**** EXTRAIT

Le néolibéralisme a fait de la déconnexion avec la collectivité une condition sine qua non de l’accumulation de richesses privées et de la valorisation de soi. Les individus modernes sont désormais condamnés à la liberté (l’isolement), et en même temps asservis par des pouvoirs politiques, économiques et culturels de plus intégrés. Il n’est pas étonnant que de plus en plus de gens partent à la recherche de bouc émissaire.

La notion de ressentiment a été repris par Camus , dans L’homme révolté et l’a appelé « une auto-intoxication , la sécrétion néfaste, en vase clos, d’une impuissance prolongée »

A propos de Trump :«Que riches et pauvres confondus votent pour un menteur pathologique et un fraudeur fiscal invétéré, confirme une fois de plus que les désirs humains opèrent de façon parfaitement indépendante de l’intérêt bien compris »

« Tout au long de la décennie 1990 le libéralisme se mua bien docilement en un économisme superficiel, l’idéologie matérialiste et mécaniste du néolibéralisme. Et c’est précisément le postulat rétrograde de cette idéologie, voulant que le réel soit rationnel et décrétant toute alternative à ce credo qui nous a rendus incapables de comprendre la majorité des phénomènes politiques auxquels nous assistons »

Comment lutter contre le ressentiment ? : se faire une image plus riche,  plus complexe et plus variée de l’expérience humaine, réintroduire les émotions subjectives qui ont été trop longtemps exclus par l’obsession du chiffre.

 

9.Le courage de l’audace

Par Robert Misik, né en 1966 à Vienne, journaliste et écrivain politique

 

« La montée en puissance de l’antipolitique autoritaire n’est pas la cause, mais la conséquence de l’échec de l’establishment politique et particulièrement des partis de la gauche démocratique ».

Parlons un peu de classe sociale. Le groupe de ceux qui se considèrent, comme des oubliés de la globalisation et de l’intégration européenne, n’est en rien homogène. Nos sociétés sont encore et toujours des sociétés de classes, des sociétés déchirées, mais nous peinons à nous faire une idée précise de ces déchirures sociales persistantes et des nouvelles divisions sociales.

Une aliénation culturelle. Les « classes ouvrières d’aujourd’hui (dont les classes moyennes inférieures, voir sa composition (p181) entretiennent des visions du monde radicalement différentes de celles des couches moyennes progressistes et des milieux universitaires. Si un partie de gauche veut obtenir environ 40% des  voix, il lui faut alors absolument convaincre une bonne moitié des couches urbaines modernes (de gauche ou libérale) et des classes moyennes inférieures. Or ces milieux se distinguent l’un de l’autre de façon spectaculaire. exemple du parti travailliste anglais avec la  composante Corbyn dont une partie a voté pour le Brexit : un coup à gauche ne saurait être automatiquement synonyme de succès électoral (perte des faveurs  des milieux citadins progressistes sans gagner un soutien significatif  des rangs de la classe ouvrière).

********

EXERCICE COURT A >>
Répondez brièvement, d'après l'extrait :
(i) Dans quel ouvrage Camus a-t-il repris la notion de ressentiment ?
(ii) En quelle année et dans quelle ville Robert Misik est-il né ?
(iii) Quelle part des voix un parti de gauche cherche-t-il à obtenir ?
L'extrait ci-dessus et la liste ci-dessous sont deux documents indépendants l'un de l'autre.

**** DONNÉES FOURNIES

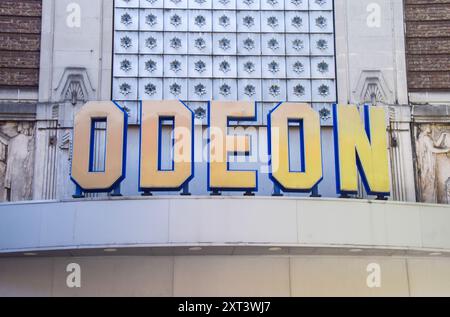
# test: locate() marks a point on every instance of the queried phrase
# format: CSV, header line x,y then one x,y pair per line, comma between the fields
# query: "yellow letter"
x,y
361,147
221,144
310,147
152,177
116,134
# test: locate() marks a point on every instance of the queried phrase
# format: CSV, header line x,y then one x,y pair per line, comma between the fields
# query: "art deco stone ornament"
x,y
201,42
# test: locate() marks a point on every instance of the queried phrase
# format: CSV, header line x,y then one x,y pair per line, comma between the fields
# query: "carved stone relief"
x,y
16,160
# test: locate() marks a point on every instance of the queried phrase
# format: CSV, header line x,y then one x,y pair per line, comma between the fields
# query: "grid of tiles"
x,y
198,50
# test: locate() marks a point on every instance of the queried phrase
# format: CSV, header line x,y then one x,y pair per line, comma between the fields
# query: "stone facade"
x,y
428,64
20,25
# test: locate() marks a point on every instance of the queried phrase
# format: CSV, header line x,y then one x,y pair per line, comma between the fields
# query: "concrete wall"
x,y
226,276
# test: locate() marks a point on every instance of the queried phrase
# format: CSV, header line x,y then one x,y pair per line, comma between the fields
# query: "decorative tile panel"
x,y
197,50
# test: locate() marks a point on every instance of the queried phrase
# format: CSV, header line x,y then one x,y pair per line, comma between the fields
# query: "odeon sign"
x,y
360,146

********

EXERCICE COURT B >> Déterminez combien de lignes de la liste contiennent la chaîne « stone », en tenant compte de la casse. Indiquez seulement ce nombre.

CORRIGÉ A >>
(i) Dans L’homme révolté.
(ii) En 1966, à Vienne.
(iii) Environ 40 % des voix.

CORRIGÉ B >> 3